(begin)
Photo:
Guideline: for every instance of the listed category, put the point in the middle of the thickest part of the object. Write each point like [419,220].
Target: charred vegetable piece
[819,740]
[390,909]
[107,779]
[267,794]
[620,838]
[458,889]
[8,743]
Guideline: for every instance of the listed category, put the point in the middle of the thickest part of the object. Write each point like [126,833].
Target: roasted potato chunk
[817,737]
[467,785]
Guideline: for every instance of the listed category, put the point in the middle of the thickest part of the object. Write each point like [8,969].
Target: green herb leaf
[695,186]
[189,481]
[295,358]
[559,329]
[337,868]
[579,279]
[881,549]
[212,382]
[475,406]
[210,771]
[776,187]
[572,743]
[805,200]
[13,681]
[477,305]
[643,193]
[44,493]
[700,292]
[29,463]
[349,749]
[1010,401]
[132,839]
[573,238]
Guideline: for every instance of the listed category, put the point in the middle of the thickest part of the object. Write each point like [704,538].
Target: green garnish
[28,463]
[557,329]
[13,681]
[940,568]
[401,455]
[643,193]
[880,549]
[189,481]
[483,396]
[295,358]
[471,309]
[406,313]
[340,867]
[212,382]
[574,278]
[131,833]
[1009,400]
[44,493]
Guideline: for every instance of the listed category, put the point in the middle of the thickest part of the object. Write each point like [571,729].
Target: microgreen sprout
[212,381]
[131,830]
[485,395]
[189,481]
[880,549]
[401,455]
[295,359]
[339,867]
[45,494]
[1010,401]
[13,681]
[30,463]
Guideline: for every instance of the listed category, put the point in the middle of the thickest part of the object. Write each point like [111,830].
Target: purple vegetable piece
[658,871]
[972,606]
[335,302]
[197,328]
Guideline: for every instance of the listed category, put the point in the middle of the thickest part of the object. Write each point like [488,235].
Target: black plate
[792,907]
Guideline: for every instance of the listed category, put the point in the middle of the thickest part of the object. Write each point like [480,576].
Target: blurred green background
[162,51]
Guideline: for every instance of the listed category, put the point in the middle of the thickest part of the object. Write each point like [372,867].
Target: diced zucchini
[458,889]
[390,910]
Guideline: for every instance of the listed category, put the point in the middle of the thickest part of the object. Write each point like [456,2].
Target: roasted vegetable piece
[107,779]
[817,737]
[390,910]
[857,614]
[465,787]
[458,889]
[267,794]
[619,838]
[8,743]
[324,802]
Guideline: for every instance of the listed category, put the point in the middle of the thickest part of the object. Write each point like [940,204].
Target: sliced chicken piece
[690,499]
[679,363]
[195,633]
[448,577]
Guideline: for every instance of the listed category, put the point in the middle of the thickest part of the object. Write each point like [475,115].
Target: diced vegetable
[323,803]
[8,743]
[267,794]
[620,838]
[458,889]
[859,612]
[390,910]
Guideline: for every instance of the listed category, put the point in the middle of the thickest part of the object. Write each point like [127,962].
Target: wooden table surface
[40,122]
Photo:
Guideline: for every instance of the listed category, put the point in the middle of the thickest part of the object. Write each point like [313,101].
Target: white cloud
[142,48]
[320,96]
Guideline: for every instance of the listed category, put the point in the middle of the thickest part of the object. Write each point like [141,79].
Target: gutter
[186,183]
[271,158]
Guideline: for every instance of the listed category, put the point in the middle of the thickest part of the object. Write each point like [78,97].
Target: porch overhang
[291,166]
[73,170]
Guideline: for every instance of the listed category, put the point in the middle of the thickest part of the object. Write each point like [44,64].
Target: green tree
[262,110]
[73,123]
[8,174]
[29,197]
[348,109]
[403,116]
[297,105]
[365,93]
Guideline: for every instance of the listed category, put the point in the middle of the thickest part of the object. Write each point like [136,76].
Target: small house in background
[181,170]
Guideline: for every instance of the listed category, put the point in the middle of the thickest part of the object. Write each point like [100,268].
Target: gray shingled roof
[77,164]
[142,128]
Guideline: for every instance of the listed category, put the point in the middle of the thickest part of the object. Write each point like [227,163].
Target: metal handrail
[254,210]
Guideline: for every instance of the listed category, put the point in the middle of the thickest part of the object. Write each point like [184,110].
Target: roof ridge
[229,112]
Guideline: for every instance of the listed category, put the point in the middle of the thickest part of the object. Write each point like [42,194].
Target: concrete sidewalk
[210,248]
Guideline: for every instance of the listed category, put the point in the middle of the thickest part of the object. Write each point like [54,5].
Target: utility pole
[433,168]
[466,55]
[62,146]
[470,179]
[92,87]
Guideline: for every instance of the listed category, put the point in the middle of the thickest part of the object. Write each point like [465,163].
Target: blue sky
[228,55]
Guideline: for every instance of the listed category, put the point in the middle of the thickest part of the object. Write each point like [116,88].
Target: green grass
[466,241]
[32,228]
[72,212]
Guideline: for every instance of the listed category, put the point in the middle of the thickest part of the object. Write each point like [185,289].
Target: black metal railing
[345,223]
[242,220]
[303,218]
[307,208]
(end)
_To do_
Starting at the line that contains "point like [100,268].", repeat each line exactly through the last one in the listing. Include both of those lines and nothing more.

_Exercise response_
Guideline: for every instance of the listed category, put the point in the middle of the thickest part of the object. Write each point like [100,268].
Target: gray shingled roof
[77,164]
[142,128]
Guideline: for every instance of the listed category, put the point in the middle of the thickest part of the object. Write each point like [227,163].
Target: metal handrail
[254,210]
Guideline: for every instance of the listed category, put the point in the middle of the thickest part of the object. Write each point like [184,110].
Target: roof ridge
[229,112]
Guideline: for every instance of the listed category, put the point in the middle of the thickest part of the object. Write each point like [42,194].
Target: concrete sidewalk
[210,248]
Guideline: for every instance of the listed category, put the point in the middle of the thickest part of the object. Write each point like [54,5].
Target: utility pole
[433,168]
[466,55]
[62,146]
[470,179]
[92,87]
Guideline: for every instance of the listed category, put the point in the middle of the thickest part of the object. Write each point like [465,163].
Target: blue sky
[228,55]
Guideline: for every instance of the listed category, put the point in the middle of the thickest part of the object. Write each point like [116,88].
Target: green grass
[466,241]
[32,228]
[72,212]
Guideline: for every instance of the listed category, put the point in the middle of the thickest part of the object. Write each point like [185,289].
Target: black metal railing
[345,223]
[242,220]
[303,218]
[307,208]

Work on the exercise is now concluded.